# EXCERPTED TEXT
■ ■ ■ ■

The Rising Social Networking Security Threat
End users are more aware of the potential threat, but awareness does not necessarily translate into a change of behavior.
I was browsing through some headlines and articles on cybersecurity issues, and this one from UPI jumped out at me: "Ladies at higher risk for social media 'spear phishing'."
After reading the article, I'm still not exactly sure what puts women more at risk than men, but I have a good guess. While it is not said outright, it is likely that women are more open about their personal lives when using social media than men are. And that can make it easier to generate a spear phishing attack that is targeted specifically to your job or your personal interests. Of course, one of the goals of spear phishing is to entice the user to click on a malicious link or open an infected attachment.
I am very disappointed that the article didn't give good, solid reasoning for why women are more at risk than men. From a purely anecdotal point of view, I do notice that my female friends on Facebook are more likely to post warnings or spam-type messages on their wall than my male friends. My female friends are much more likely to post photos and other information from third-party sites, but I'd say all are equally likely to share personal information.
It is true, the more personal information one puts into cyberspace, the more the bad guys have to work with, and it doesn't matter who puts it out there. Social media makes it way too easy to over-share, making it vital that security professionals have a solid security policy for social media in place.

■ ■ ■ ■

# TASKS TO CARRY OUT
1. Answer these from the text on social networking security threats:
(a) Which outlet ran the headline about women and spear phishing?
(b) What is one of the goals of spear phishing?
(c) What does the text say security professionals need to have in place?
2. Quote the text on social networking security threats, starting with "I am very disappointed" and going on through "media in place.".

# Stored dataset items

■ ■ ■ ■

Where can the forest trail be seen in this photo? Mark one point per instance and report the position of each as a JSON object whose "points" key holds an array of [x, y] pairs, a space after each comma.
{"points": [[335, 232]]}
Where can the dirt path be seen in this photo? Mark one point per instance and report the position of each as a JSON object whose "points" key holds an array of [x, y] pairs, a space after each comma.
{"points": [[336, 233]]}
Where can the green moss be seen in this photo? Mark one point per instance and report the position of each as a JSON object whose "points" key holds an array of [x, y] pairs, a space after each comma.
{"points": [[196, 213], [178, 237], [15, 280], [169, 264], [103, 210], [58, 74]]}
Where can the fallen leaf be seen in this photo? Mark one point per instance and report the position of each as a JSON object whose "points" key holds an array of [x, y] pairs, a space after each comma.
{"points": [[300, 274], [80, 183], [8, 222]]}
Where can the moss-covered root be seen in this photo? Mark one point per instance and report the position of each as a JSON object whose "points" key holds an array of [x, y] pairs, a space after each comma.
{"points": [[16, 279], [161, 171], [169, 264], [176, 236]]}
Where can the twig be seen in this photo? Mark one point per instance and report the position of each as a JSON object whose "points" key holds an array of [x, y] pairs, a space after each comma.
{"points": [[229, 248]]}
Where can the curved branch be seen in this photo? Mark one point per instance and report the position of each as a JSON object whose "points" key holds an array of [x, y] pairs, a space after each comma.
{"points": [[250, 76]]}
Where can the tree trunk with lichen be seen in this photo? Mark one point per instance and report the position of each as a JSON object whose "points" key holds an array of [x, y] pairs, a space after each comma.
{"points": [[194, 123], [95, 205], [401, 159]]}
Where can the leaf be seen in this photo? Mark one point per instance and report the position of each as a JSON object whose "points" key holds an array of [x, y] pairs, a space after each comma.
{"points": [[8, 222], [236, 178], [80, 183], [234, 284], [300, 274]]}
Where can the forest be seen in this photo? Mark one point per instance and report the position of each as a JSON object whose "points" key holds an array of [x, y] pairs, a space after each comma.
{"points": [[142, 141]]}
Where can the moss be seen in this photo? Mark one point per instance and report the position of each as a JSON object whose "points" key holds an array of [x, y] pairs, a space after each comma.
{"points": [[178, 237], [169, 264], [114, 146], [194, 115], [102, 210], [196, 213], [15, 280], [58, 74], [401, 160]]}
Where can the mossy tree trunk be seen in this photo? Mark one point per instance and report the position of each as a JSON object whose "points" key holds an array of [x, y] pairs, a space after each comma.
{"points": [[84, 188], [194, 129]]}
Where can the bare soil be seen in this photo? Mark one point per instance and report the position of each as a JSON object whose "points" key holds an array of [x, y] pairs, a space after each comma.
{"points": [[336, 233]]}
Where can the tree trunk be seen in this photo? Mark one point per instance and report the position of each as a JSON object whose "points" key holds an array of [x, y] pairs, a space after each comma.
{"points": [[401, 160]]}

■ ■ ■ ■

# RESPONSES IN ORDER
1.
(a) UPI
(b) To entice the user to click on a malicious link or open an infected attachment
(c) A solid security policy for social media

2.
I am very disappointed that the article didn't give good, solid reasoning for why women are more at risk than men. From a purely anecdotal point of view, I do notice that my female friends on Facebook are more likely to post warnings or spam-type messages on their wall than my male friends. My female friends are much more likely to post photos and other information from third-party sites, but I'd say all are equally likely to share personal information.
It is true, the more personal information one puts into cyberspace, the more the bad guys have to work with, and it doesn't matter who puts it out there. Social media makes it way too easy to over-share, making it vital that security professionals have a solid security policy for social media in place.